• _Assignment_:
Each of the entries below should be written out exactly as it reads.

• _Records for the task_:
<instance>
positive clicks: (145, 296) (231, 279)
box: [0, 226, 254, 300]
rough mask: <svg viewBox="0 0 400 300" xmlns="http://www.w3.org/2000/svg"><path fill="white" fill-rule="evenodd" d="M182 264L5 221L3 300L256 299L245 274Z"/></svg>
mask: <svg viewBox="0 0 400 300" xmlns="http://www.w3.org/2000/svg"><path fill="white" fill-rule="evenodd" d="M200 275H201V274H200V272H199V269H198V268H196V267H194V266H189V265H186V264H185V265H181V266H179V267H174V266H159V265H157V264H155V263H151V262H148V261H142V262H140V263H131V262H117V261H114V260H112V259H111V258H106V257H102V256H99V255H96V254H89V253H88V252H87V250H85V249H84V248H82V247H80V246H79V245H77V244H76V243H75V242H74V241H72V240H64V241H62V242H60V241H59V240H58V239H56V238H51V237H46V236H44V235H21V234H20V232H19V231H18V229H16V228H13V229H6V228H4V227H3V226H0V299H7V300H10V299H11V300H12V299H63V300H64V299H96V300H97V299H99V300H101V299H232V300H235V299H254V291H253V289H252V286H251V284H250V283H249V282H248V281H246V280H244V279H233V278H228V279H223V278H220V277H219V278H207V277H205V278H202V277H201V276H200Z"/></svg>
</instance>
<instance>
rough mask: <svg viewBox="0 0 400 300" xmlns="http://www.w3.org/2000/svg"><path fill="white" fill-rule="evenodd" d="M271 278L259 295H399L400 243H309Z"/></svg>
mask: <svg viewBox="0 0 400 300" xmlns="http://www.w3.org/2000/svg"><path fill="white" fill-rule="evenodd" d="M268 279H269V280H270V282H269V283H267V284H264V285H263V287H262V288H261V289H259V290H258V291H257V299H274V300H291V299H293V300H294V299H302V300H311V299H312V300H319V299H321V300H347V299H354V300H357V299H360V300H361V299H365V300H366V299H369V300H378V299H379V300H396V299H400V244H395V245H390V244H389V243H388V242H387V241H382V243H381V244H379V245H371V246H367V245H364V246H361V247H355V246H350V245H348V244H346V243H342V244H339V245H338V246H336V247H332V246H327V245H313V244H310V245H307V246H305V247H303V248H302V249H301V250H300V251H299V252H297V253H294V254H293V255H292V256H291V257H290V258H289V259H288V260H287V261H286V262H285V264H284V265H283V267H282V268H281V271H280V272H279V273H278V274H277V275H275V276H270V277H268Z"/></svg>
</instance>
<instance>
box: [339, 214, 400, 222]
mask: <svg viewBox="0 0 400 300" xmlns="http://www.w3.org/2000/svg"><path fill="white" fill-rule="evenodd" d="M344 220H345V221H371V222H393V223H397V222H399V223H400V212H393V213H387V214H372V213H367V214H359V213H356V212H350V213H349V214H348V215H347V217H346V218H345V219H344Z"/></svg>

• _Solved problem_:
<instance>
positive clicks: (145, 296) (231, 279)
box: [0, 226, 254, 300]
rough mask: <svg viewBox="0 0 400 300" xmlns="http://www.w3.org/2000/svg"><path fill="white" fill-rule="evenodd" d="M182 264L5 221L3 300L256 299L245 274Z"/></svg>
mask: <svg viewBox="0 0 400 300" xmlns="http://www.w3.org/2000/svg"><path fill="white" fill-rule="evenodd" d="M200 275H201V274H200V272H199V269H198V268H196V267H194V266H189V265H186V264H185V265H181V266H179V267H174V266H159V265H157V264H155V263H151V262H148V261H142V262H140V263H131V262H117V261H114V260H112V259H111V258H106V257H102V256H99V255H96V254H89V253H88V252H87V250H85V249H84V248H82V247H80V246H79V245H77V244H76V243H75V242H74V241H72V240H64V241H62V242H60V241H59V240H58V239H56V238H51V237H46V236H44V235H21V234H20V232H19V231H18V229H16V228H13V229H6V228H4V227H3V226H0V299H7V300H10V299H11V300H12V299H63V300H64V299H96V300H97V299H99V300H101V299H232V300H235V299H254V291H253V289H252V286H251V284H250V283H249V282H248V281H246V280H244V279H233V278H228V279H223V278H220V277H219V278H207V277H205V278H202V277H201V276H200Z"/></svg>
</instance>
<instance>
rough mask: <svg viewBox="0 0 400 300" xmlns="http://www.w3.org/2000/svg"><path fill="white" fill-rule="evenodd" d="M271 278L259 295H399L400 243H309Z"/></svg>
mask: <svg viewBox="0 0 400 300" xmlns="http://www.w3.org/2000/svg"><path fill="white" fill-rule="evenodd" d="M268 279H269V280H270V282H269V283H267V284H264V285H263V287H262V288H261V289H259V290H258V291H257V299H274V300H291V299H293V300H294V299H302V300H311V299H312V300H319V299H321V300H347V299H354V300H357V299H360V300H361V299H365V300H366V299H369V300H378V299H379V300H396V299H400V244H395V245H390V244H389V243H388V242H387V241H382V243H381V244H379V245H371V246H367V245H364V246H361V247H355V246H350V245H348V244H346V243H342V244H339V245H338V246H336V247H332V246H327V245H313V244H310V245H307V246H305V247H303V248H302V249H301V250H300V251H299V252H297V253H294V254H293V255H292V256H291V257H290V258H289V259H288V260H287V261H286V262H285V264H284V265H283V267H282V268H281V271H280V272H279V273H278V274H277V275H275V276H270V277H268Z"/></svg>
</instance>
<instance>
box: [339, 214, 400, 222]
mask: <svg viewBox="0 0 400 300" xmlns="http://www.w3.org/2000/svg"><path fill="white" fill-rule="evenodd" d="M344 220H345V221H371V222H393V223H397V222H399V223H400V212H393V213H387V214H372V213H367V214H359V213H356V212H350V213H349V214H348V215H347V217H346V218H345V219H344Z"/></svg>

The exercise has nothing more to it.